EXERCISE DIRECTIONS:
Pick out each line in the records below that contains the string "item", and copy those lines in full.

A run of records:
## Begin

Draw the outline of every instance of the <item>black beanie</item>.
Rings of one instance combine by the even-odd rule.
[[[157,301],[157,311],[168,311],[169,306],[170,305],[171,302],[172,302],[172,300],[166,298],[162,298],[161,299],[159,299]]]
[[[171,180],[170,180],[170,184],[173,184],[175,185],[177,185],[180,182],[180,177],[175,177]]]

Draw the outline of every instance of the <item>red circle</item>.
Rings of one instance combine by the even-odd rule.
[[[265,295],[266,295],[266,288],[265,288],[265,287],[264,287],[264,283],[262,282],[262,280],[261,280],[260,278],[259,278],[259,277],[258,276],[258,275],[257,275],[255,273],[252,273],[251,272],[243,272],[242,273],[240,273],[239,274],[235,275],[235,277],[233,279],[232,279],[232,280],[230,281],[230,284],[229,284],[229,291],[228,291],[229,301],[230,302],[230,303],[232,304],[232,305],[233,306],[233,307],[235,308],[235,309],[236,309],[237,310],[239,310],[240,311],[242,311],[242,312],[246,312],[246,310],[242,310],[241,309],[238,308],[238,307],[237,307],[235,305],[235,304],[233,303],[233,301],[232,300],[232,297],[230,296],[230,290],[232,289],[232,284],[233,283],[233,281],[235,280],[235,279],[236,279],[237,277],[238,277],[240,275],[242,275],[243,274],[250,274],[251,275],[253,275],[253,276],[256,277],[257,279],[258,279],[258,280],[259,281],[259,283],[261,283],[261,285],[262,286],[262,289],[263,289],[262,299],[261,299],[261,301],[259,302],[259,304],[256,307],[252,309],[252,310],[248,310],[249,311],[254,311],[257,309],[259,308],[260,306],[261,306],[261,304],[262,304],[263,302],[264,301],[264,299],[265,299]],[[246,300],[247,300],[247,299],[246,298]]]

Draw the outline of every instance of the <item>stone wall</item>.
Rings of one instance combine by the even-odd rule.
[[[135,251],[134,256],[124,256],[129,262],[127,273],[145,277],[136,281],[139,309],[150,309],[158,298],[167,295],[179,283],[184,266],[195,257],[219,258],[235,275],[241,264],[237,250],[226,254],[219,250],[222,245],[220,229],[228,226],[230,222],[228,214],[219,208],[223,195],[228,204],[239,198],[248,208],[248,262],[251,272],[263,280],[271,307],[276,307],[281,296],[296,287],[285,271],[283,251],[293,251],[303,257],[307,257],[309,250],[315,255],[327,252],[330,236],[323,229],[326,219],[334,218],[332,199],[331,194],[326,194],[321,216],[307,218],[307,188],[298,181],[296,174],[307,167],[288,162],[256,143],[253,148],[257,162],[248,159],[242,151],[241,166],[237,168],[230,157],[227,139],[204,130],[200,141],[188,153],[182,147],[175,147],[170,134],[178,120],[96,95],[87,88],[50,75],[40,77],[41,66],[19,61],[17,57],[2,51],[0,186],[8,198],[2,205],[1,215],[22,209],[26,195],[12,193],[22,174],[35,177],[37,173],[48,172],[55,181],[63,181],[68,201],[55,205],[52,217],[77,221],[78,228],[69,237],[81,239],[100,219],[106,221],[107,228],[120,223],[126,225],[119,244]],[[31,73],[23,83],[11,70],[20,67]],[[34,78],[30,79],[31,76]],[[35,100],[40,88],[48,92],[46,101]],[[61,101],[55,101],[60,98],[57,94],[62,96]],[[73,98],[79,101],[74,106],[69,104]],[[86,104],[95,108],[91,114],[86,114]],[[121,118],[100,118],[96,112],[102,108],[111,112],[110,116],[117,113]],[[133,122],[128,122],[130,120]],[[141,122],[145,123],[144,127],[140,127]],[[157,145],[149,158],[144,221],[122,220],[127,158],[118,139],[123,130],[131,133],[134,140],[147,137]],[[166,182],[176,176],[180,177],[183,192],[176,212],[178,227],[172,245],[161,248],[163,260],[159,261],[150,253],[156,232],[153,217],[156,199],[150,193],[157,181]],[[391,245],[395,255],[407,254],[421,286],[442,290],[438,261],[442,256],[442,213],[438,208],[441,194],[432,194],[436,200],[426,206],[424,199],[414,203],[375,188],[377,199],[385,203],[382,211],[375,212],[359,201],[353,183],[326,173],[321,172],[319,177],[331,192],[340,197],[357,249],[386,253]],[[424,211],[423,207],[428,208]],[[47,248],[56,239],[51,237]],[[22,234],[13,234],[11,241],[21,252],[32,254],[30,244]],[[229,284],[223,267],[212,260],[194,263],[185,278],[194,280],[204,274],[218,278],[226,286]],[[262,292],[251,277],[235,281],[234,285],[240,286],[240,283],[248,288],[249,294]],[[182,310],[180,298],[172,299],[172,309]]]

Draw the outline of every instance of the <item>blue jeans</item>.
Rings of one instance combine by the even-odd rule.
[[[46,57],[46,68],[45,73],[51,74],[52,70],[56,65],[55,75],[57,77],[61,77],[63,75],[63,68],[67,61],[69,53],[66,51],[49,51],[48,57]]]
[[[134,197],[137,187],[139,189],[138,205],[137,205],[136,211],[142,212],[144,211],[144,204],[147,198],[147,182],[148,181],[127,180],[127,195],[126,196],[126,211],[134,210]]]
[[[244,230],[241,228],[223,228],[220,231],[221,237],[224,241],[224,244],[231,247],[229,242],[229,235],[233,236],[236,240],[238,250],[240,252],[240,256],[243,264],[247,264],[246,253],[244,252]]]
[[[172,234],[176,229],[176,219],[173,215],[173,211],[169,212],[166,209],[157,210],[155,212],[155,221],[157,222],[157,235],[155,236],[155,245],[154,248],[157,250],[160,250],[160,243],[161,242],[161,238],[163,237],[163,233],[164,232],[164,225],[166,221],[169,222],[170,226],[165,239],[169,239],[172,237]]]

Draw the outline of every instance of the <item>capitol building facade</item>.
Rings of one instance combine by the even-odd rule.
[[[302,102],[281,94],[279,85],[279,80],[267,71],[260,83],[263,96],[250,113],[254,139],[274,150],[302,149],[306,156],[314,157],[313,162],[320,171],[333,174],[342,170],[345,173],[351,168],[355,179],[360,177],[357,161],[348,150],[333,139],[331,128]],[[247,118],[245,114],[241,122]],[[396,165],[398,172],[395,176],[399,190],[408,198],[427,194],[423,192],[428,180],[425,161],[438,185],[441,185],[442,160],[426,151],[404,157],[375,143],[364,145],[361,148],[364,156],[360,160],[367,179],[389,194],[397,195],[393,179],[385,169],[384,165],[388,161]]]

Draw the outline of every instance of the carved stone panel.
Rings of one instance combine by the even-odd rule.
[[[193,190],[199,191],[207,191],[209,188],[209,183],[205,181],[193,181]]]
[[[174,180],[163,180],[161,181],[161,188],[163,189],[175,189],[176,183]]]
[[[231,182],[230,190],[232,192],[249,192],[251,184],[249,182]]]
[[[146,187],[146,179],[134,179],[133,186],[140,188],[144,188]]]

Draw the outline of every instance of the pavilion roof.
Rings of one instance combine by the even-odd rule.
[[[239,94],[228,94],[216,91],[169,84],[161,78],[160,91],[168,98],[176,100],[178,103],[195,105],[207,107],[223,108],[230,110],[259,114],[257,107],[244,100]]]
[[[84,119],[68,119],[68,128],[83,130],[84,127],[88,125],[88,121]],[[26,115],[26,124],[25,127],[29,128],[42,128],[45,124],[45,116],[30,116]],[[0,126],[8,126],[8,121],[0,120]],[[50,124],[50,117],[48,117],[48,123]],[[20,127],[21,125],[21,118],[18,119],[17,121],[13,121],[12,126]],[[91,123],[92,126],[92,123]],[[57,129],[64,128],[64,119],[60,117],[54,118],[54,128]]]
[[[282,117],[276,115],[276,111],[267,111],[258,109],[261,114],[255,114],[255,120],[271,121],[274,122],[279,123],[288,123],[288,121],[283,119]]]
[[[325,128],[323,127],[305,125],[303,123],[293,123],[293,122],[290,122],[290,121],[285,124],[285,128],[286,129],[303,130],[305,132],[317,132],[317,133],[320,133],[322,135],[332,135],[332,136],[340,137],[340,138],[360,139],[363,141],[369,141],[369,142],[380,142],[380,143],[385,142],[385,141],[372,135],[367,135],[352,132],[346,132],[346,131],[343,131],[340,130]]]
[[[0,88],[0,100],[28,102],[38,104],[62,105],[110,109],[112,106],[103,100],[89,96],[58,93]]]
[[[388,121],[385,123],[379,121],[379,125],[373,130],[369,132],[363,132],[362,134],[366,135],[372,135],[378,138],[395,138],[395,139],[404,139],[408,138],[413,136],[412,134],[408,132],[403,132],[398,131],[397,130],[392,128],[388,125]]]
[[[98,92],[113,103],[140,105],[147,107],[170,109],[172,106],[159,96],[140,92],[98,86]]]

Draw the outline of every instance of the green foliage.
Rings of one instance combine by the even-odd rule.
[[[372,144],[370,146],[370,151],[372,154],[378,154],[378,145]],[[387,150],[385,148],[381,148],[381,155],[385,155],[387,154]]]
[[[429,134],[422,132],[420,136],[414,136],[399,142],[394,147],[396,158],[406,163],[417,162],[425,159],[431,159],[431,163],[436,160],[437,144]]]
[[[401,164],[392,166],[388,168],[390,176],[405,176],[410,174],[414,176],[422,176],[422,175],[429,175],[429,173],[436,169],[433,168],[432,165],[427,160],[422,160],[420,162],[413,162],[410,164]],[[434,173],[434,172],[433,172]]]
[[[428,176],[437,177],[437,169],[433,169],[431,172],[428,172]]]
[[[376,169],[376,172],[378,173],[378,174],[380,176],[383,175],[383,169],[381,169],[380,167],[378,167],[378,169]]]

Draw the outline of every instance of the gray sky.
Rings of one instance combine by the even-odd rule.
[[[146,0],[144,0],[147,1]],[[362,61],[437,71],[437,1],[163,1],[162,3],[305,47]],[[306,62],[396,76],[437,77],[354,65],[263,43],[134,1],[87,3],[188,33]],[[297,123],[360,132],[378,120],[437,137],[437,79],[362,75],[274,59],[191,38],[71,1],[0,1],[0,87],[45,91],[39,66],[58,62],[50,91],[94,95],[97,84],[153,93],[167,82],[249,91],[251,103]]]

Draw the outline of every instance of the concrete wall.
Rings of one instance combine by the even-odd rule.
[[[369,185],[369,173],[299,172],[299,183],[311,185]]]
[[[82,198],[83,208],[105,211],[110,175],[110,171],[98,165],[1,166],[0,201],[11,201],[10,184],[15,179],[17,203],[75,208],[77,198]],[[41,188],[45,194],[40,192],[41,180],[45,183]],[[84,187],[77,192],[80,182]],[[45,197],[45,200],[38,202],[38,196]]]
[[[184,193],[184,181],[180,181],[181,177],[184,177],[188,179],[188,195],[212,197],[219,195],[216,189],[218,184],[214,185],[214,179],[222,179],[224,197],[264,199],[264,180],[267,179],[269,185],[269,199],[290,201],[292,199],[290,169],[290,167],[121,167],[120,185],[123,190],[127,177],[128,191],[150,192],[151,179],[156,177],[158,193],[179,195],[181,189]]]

## End

SOLUTION:
Draw the outline of every instance of the <item>black beanie</item>.
Draw the outline of every instance of the <item>red circle</item>.
Draw the outline of every instance of the <item>stone wall</item>.
Draw the outline of every instance of the <item>blue jeans</item>.
Draw the outline of every instance of the <item>capitol building facade</item>.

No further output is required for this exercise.